■ **Provided text**:
Mineralogy Certification Course
Mineralogy of Silicates: Nesosilicates and Sorosilicates
Introduction to Silicates
Silicates are the principal constituents of the Earth's crust and mantle. The majority of minerals that make up rocks are silicates, such as olivines, garnets, pyroxenes, amphiboles, micas, feldspars, clay minerals, and quartzes. Therefore, it is essential for mineralogists to understand silicate minerals.
Silicate minerals are abundant in igneous rocks because silicon and oxygen are the most prevalent elements in the Earth's crust. Additionally, these minerals often contain other elements such as Al, Fe, Mg, Ca, Na, and K.

■ **Your tasks**:
(1) In the text on silicate minerals, which two elements are described as the most prevalent in the Earth's crust?
(2) Reproduce part of the silicates course text word for word. Begin at the words "Mineralogy Certification Course" and stop after "Ca, Na, and K.".
(3) Carry on the course text on silicate minerals from the point where it ends.

■ **Given entries**:

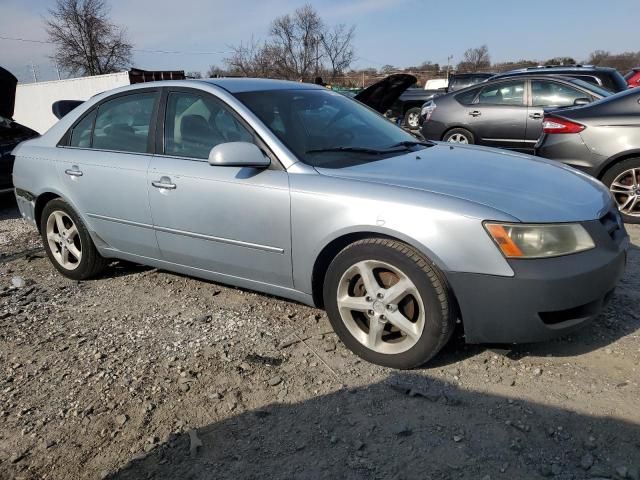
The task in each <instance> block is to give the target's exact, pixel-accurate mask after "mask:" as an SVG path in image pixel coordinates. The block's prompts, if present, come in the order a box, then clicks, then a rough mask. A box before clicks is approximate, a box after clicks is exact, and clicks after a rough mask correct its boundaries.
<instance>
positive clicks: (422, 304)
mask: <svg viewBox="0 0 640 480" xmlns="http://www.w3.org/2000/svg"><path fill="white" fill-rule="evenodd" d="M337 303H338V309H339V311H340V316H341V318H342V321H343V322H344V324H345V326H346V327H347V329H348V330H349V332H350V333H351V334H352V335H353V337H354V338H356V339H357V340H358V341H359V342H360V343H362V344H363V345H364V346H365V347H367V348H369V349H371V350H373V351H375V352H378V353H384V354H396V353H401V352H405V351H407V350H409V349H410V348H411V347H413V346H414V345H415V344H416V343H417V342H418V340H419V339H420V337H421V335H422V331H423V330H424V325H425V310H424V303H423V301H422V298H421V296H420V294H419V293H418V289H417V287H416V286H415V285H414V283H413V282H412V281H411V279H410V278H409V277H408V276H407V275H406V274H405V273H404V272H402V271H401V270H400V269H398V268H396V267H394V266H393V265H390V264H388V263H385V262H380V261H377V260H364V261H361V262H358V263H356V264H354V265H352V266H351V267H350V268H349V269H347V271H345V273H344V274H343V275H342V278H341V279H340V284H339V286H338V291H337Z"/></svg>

---

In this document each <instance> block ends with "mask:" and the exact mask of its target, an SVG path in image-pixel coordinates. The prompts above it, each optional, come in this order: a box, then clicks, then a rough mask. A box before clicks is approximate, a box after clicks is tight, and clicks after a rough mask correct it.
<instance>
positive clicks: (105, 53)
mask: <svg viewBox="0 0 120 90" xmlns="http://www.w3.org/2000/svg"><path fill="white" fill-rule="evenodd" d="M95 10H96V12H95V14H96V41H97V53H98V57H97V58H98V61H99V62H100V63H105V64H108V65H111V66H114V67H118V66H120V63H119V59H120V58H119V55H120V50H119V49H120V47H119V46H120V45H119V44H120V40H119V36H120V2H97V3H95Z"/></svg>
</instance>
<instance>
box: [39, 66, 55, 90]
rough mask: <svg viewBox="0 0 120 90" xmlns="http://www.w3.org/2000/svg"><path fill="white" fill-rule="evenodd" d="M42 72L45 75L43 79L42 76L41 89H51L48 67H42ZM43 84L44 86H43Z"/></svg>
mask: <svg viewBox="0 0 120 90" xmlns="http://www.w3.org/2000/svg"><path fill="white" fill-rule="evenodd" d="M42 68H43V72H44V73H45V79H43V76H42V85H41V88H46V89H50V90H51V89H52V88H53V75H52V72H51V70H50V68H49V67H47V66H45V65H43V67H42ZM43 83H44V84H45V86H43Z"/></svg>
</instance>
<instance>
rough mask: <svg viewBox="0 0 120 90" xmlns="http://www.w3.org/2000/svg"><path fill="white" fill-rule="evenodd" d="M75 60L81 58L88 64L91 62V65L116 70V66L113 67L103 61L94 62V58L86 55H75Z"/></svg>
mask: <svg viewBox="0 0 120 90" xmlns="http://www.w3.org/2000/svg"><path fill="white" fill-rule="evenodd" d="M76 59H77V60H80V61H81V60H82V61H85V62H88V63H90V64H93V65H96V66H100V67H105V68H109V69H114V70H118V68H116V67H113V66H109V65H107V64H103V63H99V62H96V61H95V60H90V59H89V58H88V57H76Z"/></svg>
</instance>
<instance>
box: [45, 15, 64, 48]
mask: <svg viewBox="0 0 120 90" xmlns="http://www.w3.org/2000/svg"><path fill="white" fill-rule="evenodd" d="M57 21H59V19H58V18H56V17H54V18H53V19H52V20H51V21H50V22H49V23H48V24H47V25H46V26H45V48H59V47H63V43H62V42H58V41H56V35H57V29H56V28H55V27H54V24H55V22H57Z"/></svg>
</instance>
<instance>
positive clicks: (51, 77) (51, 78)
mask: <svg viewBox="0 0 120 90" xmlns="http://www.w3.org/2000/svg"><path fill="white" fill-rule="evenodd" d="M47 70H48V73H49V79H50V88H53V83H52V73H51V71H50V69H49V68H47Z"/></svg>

■ **Task responses**:
(1) Silicon and oxygen.

(2)
Mineralogy Certification Course
Mineralogy of Silicates: Nesosilicates and Sorosilicates
Introduction to Silicates
Silicates are the principal constituents of the Earth's crust and mantle. The majority of minerals that make up rocks are silicates, such as olivines, garnets, pyroxenes, amphiboles, micas, feldspars, clay minerals, and quartzes. Therefore, it is essential for mineralogists to understand silicate minerals.
Silicate minerals are abundant in igneous rocks because silicon and oxygen are the most prevalent elements in the Earth's crust. Additionally, these minerals often contain other elements such as Al, Fe, Mg, Ca, Na, and K.

(3)
There are more reasons to study silicates than just their abundance. Silicates comprise a significant part of the soil. They are widely used to produce modern construction materials like brick, cement, ceramic, and glass. Some silicates make useful thermal and electrical insulators, complex nano filters, and water treatment absorbers. Additionally, many gem-quality silicates are used in the jewelry industry.
Silicate minerals can be divided into six groups based on crystal chemistry. By learning the basic principles of silicate structures, we can understand what is happening inside these minerals just by looking at their chemical formulas.
Crystal Chemistry of Silicates
The crystal chemistry of silicates is very complex. A [SiO4]4- tetrahedron is the fundamental building block for all silicates. The tetrahedron comprises one silicon atom in the center and four oxygen atoms at the corners. You can imagine it as a triangular pyramid.
Polymerization
Various silicate mineral species result from the bonding of [SiO4]4- tetrahedrons with other tetrahedrons and cations. Mineralogists refer to silica tetrahedra combining with other "blocks" as polymerization, a term borrowed from organic chemistry. So, silicate subclasses are named according to how silicon tetrahedra are linked (polymerized).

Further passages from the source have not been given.